TEXTO DEL DOCUMENTO
◇ ◇ ◇ ◇ ◇ ◇ ◇

Poeta, narrador, periodista y editor hondureño perteneciente a la llamada Generación del 50, caracterizada por el deseo de renovación del lenguaje y la cuidada elaboración metafórica.

Diplomático de carrera, fundó en Tegucigalpa, en compañía de otros intelectuales, la Editorial Nuevo Continente y las revistas Extra y Presente, y posteriormente la Editorial Iberoamericana. En la década de 1960 fue director de la Editorial Universitaria y de la revista literaria Universidad de Honduras. Mientras realizaba estudios de Derecho, organizó con otros estudiantes el Círculo Literario Universitario.

Entre otros galardones, recibió en 1960 el Premio de Poesía Rubén Darío, en Nicaragua; el de Ensayo Rafael Heliodoro Valle, por la UNAH, en 1979; el Nacional de Literatura Ramón Rosa y el de los Juegos Florales Centroamericanos de Quetzaltenango, Guatemala. Como diplomático representó a Honduras en Perú, España, Italia y El Vaticano; actualmente es como asesor en la Cancillería Hondureña. Miembro de número de la Academia Hondureña de la Lengua, preside además la Asociación de Prensa.

◇ ◇ ◇ ◇ ◇ ◇ ◇

(Registros del conjunto de datos)
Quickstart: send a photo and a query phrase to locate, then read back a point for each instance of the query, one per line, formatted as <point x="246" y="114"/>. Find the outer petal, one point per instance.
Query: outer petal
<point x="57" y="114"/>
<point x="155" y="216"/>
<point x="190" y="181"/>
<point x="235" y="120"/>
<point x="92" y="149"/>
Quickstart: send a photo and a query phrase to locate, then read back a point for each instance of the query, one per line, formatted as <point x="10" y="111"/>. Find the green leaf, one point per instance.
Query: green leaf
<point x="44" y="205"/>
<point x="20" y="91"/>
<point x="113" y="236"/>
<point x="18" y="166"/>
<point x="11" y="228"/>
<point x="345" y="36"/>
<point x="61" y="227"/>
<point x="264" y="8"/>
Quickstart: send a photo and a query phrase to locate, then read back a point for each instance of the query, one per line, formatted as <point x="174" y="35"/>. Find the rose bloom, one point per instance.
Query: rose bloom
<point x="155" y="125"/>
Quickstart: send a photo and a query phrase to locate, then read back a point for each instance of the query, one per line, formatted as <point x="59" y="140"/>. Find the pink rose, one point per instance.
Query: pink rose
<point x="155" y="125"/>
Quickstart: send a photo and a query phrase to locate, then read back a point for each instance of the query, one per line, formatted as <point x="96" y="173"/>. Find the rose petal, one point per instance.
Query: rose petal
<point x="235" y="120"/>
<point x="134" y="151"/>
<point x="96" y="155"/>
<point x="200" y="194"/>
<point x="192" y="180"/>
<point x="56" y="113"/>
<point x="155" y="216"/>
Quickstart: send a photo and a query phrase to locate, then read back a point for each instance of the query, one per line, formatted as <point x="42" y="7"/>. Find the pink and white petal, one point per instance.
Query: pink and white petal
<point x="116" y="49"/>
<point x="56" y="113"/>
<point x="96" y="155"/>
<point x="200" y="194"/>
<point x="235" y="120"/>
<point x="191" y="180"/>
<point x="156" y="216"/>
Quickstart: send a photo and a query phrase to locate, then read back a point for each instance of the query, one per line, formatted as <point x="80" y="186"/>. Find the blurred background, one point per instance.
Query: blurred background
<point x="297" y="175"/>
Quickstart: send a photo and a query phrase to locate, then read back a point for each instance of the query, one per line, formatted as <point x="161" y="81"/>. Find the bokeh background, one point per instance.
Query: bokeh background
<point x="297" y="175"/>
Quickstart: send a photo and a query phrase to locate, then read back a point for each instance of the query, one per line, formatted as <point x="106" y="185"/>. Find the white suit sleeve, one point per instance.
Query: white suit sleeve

◇ ◇ ◇ ◇ ◇ ◇ ◇

TAREA 1
Según el texto sobre el poeta hondureño, ¿en qué año recibió el Premio de Poesía Rubén Darío?
TAREA 2
Retoma el texto sobre el poeta hondureño y continúalo a partir de su última oración.
Los ítems no tienen ningún papel en esto.

RESULTADO DEL EJERCICIO 1
En 1960.

RESULTADO DEL EJERCICIO 2
Entre sus libros de poesía hay que mencionar Responso al cuerpo presente de José Trinidad Reyes (1953), Poesía Menor (1957), Tiempo detenido (1962), Antología personal (1965 y 1971), Mi país (1971). Su poesía es profunda y serena, de tono intimista.

El arca (1956) es una colección de relatos que abrió un nuevo camino a la literatura hondureña, rompiendo con la tradición costumbrista de la narrativa del su país. Recopiló también poemas de otros autores en obras como Antología de la nueva poesía hondureña (1967) y Poesía hondureña de hoy ( 1971). Entre sus estudios destaca Rafael Heliodoro Valle, vida y obra (1964)[1].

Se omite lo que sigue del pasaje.